Start of Provided text

# Is this just a Compact Tractor problem?



## Bamabww (Sep 10, 2012)

It doesn't take very long at all for the grill to become covered / clogged with dust matter while bushhogging. I have to be very careful and clean it periodically so the engine doesn't overheat.


----------



## 2jdeeres (Apr 14, 2010)

I've got a JD 2210 that in dusty conditions will do the same thing, I have to clean the grill off and clean the inner screen every so often.


----------



## MBTRAC (May 28, 2012)

Happens with all tractors (large & small), a consequence of tall dry cutting.

When slashing (i.e. bushhogging) in dry conditions I've fitted fitted on a few of my tractors another easily removable "primary" screen forward of the grill to enable quick changes in the field - I use fine metal mesh fly type screen, a little more "dense" than the grill screen & either wire it or cable tie it on, they're cheap enough to carry 2 or 3 for quick in field changes & 2-3 are far quicker to clean than the grill/radiator at the end of the day, not pretty but effective.

Apart from the grill/radiator clogging & the danger of overheating, also be sure to inspect/clean/change the air filter frequently when "slashing" as "dusting" will kill the engine too - in a shift of c.10-12hours extra heavy running I might change out the primary air filter once (& occasionally twice) & clean the secondaries at leasy once. 

Also IMO- with that much dry debris accruing at the front of tractor I'd be sure to have a fire entinguisher available, & regularly clean material build up from under the machine & around the "bushhog", particularly away from the slip clutch/driveline - locally when it's dry there's always a few tractors lost through "spontaneous combustion" fires.


----------



## Thomas (Nov 1, 2006)

Have you consider pre filter..remove w/easy shake wash etc. than install.


----------



## Upper5Percent (Jul 29, 2008)

*One way to avoid that*


----------



## Upper5Percent (Jul 29, 2008)

You could switch to a sicklebar which would get your tractor out of the high stuff after the first swath


----------



## Thomas (Nov 1, 2006)

Now that brings back memories Paul...red tractor tho.


----------



## Bamabww (Sep 10, 2012)

Paul,
I like those suggestions best!


----------



## Upper5Percent (Jul 29, 2008)

Thomas said:


> Now that brings back memories Paul...red tractor tho.


Like this one?...


----------



## Thomas (Nov 1, 2006)

That puts little dust in ones eye thinking back.


----------



## Rusty (Jun 15, 2011)

The only problem with the horse drawn mower is y
ou sit directly in front of the exhaust lol.


----------



## Upper5Percent (Jul 29, 2008)

Rusty said:


> The only problem with the horse drawn mower is y
> ou sit directly in front of the exhaust lol.


That's NOT exhaust it's "free" fertilizer...


----------



## Mr_Phill (Mar 15, 2009)

70 hp 2006 Kubota had same issue, Mounted a couple of 1/2 in cooper pipes inside in box comfiguration with an X in the middle, it is capped on one end and has an air quick connect fitting outboard, pug it in give a couple shots on the trigger = clean grill. at the end of the day, you can connect water line to the same fitting n wash it all down without taking all of it apart.
Gotta love millwrights , we are a lazy bunch..


----------



## MBTRAC (May 28, 2012)

Mr_Phill said:


> 70 hp 2006 Kubota had same issue, Mounted a couple of 1/2 in cooper pipes inside in box comfiguration with an X in the middle, it is capped on one end and has an air quick connect fitting outboard, pug it in give a couple shots on the trigger = clean grill. at the end of the day, you can connect water line to the same fitting n wash it all down without taking all of it apart.
> Gotta love millwrights , we are a lazy bunch..


I like your style - time saving, simple & efficient !!! Brilliant, this is definitely a project I'll get underway for retro fitting on some of our fleet!!!:headclap:.

I reckon it should work pretty well on a header too.


----------



## Panhandle_Stan (May 21, 2011)

Better watch for the EPA on Greenhouse Gas and OSHA for for not wearing the correct PPE for Methane.
LOL


----------

End of Provided text

• **Prompt 1**
In the forum thread, what kind of screen does MBTRAC fit forward of the grill?
• **Prompt 2**
Write out everything in the forum thread from "I like your" down to "of our fleet!!!:headclap:.", substituting "job" for "project".

Start of Information shown

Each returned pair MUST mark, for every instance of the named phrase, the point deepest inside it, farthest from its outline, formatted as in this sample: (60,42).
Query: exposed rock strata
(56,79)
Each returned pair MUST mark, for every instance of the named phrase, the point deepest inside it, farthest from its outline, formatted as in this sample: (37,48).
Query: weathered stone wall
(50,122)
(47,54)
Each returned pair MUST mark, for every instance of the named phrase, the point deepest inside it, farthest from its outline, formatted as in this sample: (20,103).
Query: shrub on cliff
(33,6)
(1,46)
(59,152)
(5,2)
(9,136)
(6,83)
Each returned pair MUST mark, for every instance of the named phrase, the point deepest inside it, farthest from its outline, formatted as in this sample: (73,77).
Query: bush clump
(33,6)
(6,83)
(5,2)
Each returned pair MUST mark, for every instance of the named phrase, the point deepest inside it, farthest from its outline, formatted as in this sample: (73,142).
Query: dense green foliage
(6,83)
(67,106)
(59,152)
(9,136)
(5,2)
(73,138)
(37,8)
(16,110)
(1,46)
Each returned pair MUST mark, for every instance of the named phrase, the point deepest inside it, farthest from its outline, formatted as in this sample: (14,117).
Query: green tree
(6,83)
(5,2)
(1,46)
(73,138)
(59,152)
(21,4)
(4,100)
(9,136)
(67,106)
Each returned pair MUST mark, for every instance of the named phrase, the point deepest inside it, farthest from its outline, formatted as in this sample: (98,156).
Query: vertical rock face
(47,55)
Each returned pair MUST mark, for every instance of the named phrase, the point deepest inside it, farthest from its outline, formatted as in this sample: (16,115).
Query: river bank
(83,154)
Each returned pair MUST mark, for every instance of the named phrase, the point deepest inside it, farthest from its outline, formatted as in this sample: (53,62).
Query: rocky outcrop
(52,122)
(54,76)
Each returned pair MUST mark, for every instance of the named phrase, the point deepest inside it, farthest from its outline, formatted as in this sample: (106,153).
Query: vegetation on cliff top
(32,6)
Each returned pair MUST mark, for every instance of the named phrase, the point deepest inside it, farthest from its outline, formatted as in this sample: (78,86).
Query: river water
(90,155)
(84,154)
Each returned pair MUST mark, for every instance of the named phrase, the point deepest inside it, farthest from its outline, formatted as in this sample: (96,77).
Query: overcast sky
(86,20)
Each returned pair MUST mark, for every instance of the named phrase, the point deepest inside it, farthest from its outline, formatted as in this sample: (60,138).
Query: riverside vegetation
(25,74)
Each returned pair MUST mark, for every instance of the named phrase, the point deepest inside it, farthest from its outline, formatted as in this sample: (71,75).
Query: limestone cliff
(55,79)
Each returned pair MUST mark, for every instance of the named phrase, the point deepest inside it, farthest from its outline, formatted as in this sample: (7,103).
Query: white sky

End of Information shown

• **Expected output 1**
A fine metal mesh fly type screen.

• **Expected output 2**
I like your style - time saving, simple & efficient !!! Brilliant, this is definitely a job I'll get underway for retro fitting on some of our fleet!!!:headclap:.